__Instruction__. Identify every line in the entries below that contains the string "paving", matching case exactly, and copy each such line.

----

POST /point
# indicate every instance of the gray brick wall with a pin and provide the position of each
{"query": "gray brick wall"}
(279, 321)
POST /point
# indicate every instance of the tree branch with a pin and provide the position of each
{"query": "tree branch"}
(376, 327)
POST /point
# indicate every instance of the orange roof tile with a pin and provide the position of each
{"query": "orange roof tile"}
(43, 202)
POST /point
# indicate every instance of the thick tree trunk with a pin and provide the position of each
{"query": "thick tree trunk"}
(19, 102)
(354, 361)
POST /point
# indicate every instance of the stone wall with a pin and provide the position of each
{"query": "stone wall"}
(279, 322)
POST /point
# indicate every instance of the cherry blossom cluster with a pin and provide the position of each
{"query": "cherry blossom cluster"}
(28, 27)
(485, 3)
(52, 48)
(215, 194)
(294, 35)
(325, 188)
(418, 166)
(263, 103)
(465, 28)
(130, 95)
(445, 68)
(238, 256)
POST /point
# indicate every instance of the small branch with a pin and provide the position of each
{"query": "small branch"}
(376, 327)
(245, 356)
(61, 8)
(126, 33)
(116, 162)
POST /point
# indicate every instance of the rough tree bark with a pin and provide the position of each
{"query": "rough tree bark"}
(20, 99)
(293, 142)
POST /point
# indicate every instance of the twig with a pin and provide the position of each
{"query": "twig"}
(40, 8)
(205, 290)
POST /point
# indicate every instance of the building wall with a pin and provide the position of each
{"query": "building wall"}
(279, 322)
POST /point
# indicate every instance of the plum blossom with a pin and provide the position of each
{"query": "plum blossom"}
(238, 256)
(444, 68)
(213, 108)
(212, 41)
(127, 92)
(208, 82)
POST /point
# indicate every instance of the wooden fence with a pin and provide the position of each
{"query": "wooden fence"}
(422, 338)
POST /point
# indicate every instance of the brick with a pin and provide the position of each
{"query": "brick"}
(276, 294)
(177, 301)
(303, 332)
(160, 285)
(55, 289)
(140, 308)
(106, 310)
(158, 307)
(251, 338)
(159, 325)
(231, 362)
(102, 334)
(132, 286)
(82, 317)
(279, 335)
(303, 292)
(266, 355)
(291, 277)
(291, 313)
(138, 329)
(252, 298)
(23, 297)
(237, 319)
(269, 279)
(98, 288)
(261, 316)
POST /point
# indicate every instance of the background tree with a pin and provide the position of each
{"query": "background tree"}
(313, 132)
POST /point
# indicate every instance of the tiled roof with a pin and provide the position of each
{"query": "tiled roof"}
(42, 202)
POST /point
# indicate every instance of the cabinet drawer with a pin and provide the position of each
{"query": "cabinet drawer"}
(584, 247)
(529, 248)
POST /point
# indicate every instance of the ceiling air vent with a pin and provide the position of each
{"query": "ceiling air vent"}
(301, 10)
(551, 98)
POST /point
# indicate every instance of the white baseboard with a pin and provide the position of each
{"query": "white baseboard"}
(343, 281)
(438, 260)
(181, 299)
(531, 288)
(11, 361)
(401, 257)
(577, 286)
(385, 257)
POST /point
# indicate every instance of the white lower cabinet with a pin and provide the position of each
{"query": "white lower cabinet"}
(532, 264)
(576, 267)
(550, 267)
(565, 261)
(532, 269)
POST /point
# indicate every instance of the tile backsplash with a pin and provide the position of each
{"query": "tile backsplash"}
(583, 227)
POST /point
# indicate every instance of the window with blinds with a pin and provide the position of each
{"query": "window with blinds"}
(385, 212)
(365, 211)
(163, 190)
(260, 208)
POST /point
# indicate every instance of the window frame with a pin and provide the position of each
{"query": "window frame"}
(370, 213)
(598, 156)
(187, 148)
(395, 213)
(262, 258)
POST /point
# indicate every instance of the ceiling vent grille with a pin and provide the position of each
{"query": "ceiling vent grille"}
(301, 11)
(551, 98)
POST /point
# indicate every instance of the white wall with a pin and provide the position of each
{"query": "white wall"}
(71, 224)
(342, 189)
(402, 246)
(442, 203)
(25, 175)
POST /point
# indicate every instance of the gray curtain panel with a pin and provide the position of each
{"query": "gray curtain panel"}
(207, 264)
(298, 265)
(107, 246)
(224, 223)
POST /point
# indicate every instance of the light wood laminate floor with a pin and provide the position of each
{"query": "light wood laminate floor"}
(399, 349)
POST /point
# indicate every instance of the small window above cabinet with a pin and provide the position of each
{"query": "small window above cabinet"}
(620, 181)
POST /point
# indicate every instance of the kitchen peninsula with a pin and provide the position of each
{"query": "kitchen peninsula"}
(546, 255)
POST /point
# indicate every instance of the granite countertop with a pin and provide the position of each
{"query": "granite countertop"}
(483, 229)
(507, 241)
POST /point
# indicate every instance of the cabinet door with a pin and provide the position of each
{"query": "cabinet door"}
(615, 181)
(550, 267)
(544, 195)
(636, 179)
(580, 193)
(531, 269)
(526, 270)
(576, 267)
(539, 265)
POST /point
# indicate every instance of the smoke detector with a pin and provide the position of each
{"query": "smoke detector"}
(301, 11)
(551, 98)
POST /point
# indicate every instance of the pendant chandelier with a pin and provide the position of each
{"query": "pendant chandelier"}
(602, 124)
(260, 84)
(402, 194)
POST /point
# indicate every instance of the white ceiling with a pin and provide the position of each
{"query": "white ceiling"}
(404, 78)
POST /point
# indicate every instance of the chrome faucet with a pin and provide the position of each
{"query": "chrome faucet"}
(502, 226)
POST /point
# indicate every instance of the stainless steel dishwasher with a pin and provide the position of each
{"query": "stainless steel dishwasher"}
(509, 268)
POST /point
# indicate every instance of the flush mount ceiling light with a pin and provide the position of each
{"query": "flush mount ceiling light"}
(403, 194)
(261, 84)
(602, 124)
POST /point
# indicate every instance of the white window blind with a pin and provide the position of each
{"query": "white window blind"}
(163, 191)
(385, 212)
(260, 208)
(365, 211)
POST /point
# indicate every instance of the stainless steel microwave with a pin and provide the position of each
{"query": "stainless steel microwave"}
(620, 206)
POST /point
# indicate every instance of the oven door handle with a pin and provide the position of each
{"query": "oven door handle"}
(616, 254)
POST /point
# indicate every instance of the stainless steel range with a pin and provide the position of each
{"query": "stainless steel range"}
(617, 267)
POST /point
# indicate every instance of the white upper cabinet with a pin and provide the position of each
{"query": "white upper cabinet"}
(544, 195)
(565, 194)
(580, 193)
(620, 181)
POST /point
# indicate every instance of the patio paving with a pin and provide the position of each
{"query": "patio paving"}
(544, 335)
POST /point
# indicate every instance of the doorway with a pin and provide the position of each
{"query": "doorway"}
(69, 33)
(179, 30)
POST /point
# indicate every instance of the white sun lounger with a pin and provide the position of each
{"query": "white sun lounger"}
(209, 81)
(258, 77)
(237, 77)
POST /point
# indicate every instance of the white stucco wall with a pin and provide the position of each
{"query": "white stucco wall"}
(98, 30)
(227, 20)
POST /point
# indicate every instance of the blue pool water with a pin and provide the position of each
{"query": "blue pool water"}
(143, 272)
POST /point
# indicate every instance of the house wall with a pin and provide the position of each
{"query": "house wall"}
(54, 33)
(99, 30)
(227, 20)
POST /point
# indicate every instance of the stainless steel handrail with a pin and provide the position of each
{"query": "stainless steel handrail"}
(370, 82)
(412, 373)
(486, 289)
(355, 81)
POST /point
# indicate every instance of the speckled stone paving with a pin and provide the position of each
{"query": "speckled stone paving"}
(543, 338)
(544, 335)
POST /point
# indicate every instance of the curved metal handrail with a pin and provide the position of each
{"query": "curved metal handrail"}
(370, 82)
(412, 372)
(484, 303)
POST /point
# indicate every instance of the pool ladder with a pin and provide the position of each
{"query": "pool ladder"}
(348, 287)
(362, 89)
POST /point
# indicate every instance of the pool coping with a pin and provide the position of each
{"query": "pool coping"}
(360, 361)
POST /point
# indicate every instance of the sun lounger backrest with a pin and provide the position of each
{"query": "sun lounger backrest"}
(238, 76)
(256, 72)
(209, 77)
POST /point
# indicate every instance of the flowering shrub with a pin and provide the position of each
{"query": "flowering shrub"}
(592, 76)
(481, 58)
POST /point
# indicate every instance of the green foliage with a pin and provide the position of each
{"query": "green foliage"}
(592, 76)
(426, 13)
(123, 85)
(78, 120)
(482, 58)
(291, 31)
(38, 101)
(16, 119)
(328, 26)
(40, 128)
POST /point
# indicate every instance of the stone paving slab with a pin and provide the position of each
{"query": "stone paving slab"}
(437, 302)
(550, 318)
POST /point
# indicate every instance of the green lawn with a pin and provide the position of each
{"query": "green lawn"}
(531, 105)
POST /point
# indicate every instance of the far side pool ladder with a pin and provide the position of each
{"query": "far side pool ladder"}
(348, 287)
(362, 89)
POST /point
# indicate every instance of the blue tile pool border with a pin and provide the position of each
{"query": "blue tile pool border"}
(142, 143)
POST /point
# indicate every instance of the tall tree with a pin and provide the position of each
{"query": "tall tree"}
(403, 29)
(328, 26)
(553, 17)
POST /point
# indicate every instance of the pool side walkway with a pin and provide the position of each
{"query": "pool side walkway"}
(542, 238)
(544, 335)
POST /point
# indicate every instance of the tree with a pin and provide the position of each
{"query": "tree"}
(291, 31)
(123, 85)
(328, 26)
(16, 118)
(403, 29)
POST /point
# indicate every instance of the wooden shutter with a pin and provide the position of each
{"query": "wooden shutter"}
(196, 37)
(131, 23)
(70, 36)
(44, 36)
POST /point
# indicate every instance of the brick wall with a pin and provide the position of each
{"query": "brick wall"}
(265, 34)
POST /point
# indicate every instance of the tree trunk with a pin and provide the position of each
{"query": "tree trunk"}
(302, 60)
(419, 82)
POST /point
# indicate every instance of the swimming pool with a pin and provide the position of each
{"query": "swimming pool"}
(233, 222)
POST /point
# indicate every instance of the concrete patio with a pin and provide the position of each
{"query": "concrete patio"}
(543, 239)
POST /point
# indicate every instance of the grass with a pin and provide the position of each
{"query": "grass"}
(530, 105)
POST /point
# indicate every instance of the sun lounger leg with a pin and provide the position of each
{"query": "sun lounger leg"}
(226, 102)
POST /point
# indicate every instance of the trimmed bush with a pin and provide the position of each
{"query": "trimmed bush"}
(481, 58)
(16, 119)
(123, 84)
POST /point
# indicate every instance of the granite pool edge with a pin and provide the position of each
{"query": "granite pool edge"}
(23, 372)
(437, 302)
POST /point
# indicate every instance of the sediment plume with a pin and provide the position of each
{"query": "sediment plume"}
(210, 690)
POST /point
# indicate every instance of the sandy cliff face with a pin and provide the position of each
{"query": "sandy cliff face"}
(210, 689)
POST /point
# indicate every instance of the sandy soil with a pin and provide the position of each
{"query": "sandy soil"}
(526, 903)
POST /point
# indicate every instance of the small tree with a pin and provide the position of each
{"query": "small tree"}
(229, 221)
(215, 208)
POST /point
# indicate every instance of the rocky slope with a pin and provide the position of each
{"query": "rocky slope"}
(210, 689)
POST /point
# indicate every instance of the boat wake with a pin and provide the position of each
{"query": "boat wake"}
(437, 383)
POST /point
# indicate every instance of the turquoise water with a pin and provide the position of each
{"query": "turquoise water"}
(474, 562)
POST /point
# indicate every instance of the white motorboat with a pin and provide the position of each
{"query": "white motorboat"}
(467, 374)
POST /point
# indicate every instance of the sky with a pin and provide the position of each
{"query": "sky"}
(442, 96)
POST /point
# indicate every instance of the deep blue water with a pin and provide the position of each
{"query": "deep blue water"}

----

__The reply__.
# indicate every instance of the patio paving with a pin and provide the position of each
{"query": "patio paving"}
# indicate every instance of the speckled stone paving with a pin and provide the position of each
{"query": "speckled stone paving"}
# indicate every instance of the stone paving slab with a pin and provide the position of each
{"query": "stone paving slab"}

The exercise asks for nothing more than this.